==== TEXTE PRÉSENTÉ ====

Le mot « randonneur » n’a pas encore été inventé. Les marcheurs, nettement moins nombreux qu’aujourd’hui, sont appelés des excursionnistes, des touristes pédestres ou des promeneurs.
Jean Loiseau ébauche alors le projet de créer en France des « grandes routes du marcheur » avec le Camping Club de France.
Quelques années plus tard, en 1945, le projet est présenté au Touring Club de France, les premières règles de signalisation (balisage composé d’un trait rouge surmonté d’un trait blanc) sont adoptées et les premiers bénévoles recrutés au sein des associations créatrices. En 1947, plusieurs tronçons des futurs GR sont en chantier et les « grandes routes du marcheur » se transforment vite en « sentiers de grande randonnée ». Le mot « randonnée » est lancé, et celui de « randonneurs » avec.
En 1947 est créé le Comité National des Sentiers de Grande Randonnée (CNSGR) et on inaugure le premier tronçon du GR3. En 1951, le GR Tour du Mont Blanc est réalisé et l’année suivante, les sentiers GR sillonnent près de 1000 km.

====

EXERCICE PROPOSÉ 1 ->
Recopiez les lignes de données depuis la ligne contenant « segment returns the » jusqu'à celle contenant « Give the mask », toutes deux comprises, en remplaçant « avocado » par « mango » sans rien modifier d'autre. Omettez les images dans votre réponse.

==== DONNÉES ENREGISTRÉES ====

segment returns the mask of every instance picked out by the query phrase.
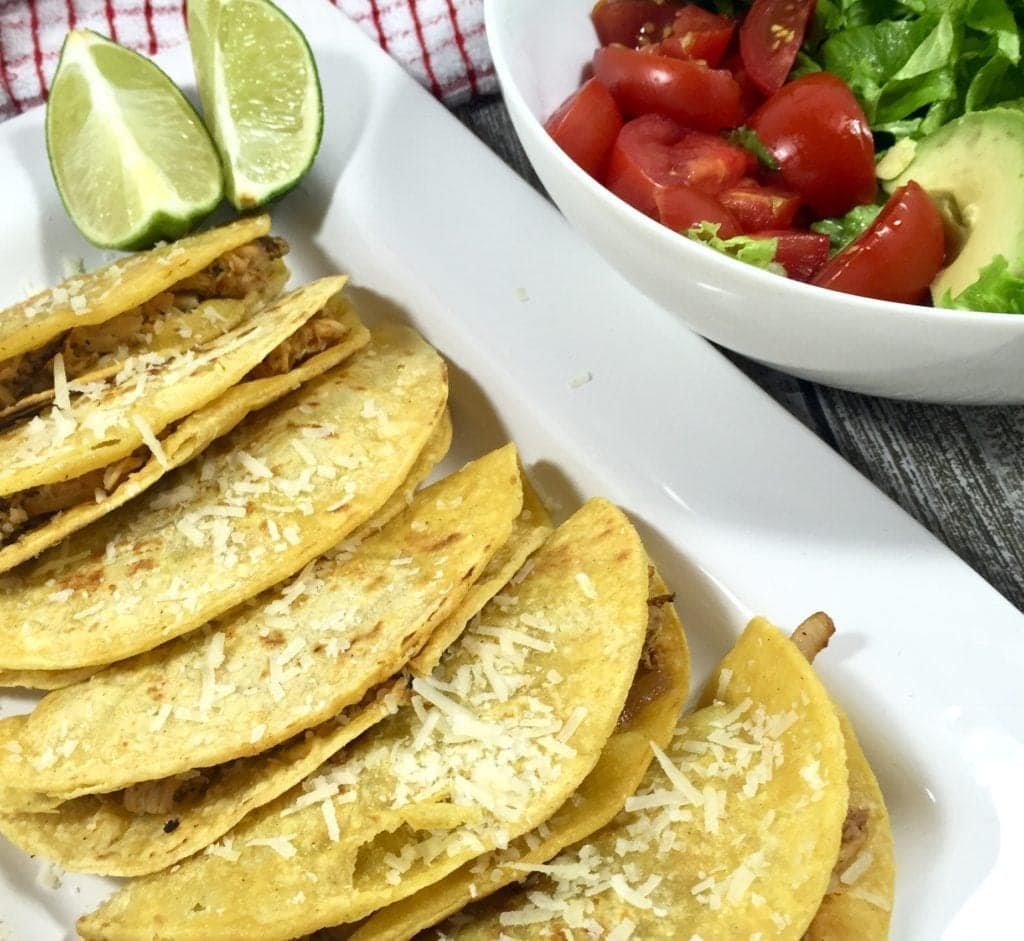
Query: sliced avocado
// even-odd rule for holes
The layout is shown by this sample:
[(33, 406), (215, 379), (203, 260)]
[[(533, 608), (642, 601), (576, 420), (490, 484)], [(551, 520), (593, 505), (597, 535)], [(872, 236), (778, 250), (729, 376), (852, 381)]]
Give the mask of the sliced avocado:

====
==== DONNÉES ENREGISTRÉES ====

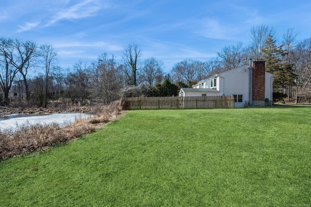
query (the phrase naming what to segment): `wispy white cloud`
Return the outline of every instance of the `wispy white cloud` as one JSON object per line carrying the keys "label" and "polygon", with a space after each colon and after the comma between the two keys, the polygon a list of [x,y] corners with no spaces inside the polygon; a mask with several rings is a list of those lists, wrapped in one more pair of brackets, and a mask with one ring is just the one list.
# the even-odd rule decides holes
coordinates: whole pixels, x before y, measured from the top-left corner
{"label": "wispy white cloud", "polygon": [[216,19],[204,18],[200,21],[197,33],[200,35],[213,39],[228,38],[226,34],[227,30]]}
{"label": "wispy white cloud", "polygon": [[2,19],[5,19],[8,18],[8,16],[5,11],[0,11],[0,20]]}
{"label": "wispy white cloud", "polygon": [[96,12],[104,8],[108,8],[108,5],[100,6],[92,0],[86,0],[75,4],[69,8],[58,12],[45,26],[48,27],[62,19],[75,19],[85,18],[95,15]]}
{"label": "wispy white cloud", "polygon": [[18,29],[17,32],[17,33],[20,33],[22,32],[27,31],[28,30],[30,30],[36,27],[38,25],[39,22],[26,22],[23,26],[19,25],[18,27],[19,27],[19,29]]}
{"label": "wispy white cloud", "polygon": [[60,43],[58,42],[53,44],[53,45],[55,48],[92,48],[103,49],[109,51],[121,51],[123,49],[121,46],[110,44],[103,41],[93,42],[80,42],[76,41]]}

====
==== DONNÉES ENREGISTRÉES ====

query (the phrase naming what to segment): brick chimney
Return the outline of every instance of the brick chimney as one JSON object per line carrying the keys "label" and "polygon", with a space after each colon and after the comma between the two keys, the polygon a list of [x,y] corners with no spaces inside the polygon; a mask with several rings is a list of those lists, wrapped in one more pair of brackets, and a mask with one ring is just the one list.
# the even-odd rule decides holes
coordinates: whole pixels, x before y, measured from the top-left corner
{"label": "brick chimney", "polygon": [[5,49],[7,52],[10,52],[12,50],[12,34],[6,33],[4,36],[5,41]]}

====

EXERCICE PROPOSÉ 2 ->
Réécrivez sous forme de liste le paragraphe du texte sur l'histoire de la randonnée qui commence par « Quelques années plus tard », en conservant ses faits principaux.

RÉPONSE CORRECTE 1 ->
segment returns the mask of every instance picked out by the query phrase.
Query: sliced mango
// even-odd rule for holes
The layout is shown by this sample:
[(33, 406), (215, 379), (203, 260)]
[[(533, 608), (642, 601), (576, 420), (490, 484)], [(551, 520), (593, 505), (597, 535)], [(872, 236), (778, 250), (729, 376), (852, 381)]]
Give the mask of the sliced mango:

RÉPONSE CORRECTE 2 ->
- 1945 : le projet est présenté au Touring Club de France. Les premières règles de balisage (un trait rouge surmonté d'un trait blanc) sont adoptées. Les premiers bénévoles sont recrutés au sein des associations créatrices.
- 1947 : plusieurs tronçons des futurs GR sont en chantier. Les « grandes routes du marcheur » deviennent les « sentiers de grande randonnée ».
- Lancement des mots « randonnée » et « randonneurs ».